Introduction to Logic

Tools for Thought


A model in Relational Logic is an assignment of truth values to the ground atoms of our language. We treat each ground atom in our language as a variable and assign it a single truth value (1 or 0). In general, this is a good way to proceed. However, we can sometimes do better.
Consider, for example, a theory with four object constants and two unary relation constants. In this case, there would be eight elements in the Herbrand base and 2^{8} (256) possible truth assignments. Now, suppose we had the constraint that each relation is true of at most a single object. Most of these assignments would not satisfy the single value constraint and thus considering them is wasteful.

Luckily, in cases like this, there is a representation for truth assignments that allows us to eliminate such possibilities and thereby save work. Rather than treating each ground atom as a separate variable with its own Boolean value, we can think of each relation as a variable with 4 possible values. In order to analyze sentences in such a theory, we would need to consider only 4^{2} (16) possibilities.
────────────────
§ **Exercise a**
In the records, retype the lines from the one containing "of the dense" up to and including the one containing "pixel 854 55", character for character.
The logic text and the records after it have no connection to each other.

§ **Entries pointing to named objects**
────────────────
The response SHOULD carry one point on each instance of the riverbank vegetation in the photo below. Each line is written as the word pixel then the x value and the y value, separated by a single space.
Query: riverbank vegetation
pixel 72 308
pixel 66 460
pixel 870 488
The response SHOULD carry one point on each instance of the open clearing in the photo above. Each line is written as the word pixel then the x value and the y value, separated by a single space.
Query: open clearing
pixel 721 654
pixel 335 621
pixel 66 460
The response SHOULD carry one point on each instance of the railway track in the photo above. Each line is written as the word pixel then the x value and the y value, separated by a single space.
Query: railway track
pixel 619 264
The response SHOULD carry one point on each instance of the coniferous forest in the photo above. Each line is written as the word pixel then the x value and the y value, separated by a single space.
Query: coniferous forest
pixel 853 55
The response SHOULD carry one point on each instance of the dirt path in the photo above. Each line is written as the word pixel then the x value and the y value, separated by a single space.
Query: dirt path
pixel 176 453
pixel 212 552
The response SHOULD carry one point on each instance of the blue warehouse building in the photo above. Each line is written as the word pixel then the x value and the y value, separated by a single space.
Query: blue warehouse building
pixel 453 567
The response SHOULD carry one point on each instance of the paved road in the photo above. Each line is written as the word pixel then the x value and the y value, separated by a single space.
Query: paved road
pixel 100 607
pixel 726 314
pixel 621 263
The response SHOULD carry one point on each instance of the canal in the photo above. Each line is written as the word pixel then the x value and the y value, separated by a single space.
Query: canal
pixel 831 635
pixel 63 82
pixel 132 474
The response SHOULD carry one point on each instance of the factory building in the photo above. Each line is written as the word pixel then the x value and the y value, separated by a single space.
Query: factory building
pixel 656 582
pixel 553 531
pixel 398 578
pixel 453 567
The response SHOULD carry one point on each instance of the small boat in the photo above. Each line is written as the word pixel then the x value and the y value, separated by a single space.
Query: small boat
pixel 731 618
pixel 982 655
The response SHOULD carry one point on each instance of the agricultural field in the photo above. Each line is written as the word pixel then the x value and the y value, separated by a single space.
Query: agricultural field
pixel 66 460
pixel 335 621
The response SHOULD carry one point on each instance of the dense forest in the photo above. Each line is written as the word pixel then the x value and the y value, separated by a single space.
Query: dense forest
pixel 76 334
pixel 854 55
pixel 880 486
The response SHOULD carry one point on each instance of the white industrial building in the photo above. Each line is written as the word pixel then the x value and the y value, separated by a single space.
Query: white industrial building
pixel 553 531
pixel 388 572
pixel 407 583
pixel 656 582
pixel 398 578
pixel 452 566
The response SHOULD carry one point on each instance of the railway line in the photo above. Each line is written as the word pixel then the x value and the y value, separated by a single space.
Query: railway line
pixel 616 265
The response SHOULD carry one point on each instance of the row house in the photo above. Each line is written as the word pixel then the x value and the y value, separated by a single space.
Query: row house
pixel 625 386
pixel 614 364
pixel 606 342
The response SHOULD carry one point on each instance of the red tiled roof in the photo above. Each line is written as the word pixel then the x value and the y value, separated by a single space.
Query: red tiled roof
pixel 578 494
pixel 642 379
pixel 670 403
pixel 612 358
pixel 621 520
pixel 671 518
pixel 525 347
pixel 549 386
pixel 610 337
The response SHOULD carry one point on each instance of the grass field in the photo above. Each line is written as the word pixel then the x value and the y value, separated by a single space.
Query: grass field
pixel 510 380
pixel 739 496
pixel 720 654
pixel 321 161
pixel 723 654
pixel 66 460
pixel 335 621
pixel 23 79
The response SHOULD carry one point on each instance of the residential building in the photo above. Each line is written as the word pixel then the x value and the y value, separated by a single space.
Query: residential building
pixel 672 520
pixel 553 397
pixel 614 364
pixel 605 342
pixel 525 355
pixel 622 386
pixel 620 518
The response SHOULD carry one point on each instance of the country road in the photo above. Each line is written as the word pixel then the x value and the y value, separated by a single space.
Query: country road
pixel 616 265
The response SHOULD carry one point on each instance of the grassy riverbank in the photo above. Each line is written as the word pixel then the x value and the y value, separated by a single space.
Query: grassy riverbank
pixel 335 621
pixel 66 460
────────────────
§ **Exercise b**
Answer from the logic text:
(i) Which truth values can a ground atom be assigned?
(ii) How many elements are in the Herbrand base for four object constants and two unary relation constants?
(iii) How many possibilities must be considered when each relation is treated as a variable with 4 possible values?

§ **Task output a**
The response SHOULD carry one point on each instance of the dense forest in the photo above. Each line is written as the word pixel then the x value and the y value, separated by a single space.
Query: dense forest
pixel 76 334
pixel 854 55

§ **Task output b**
(i) 1 or 0
(ii) Eight
(iii) 16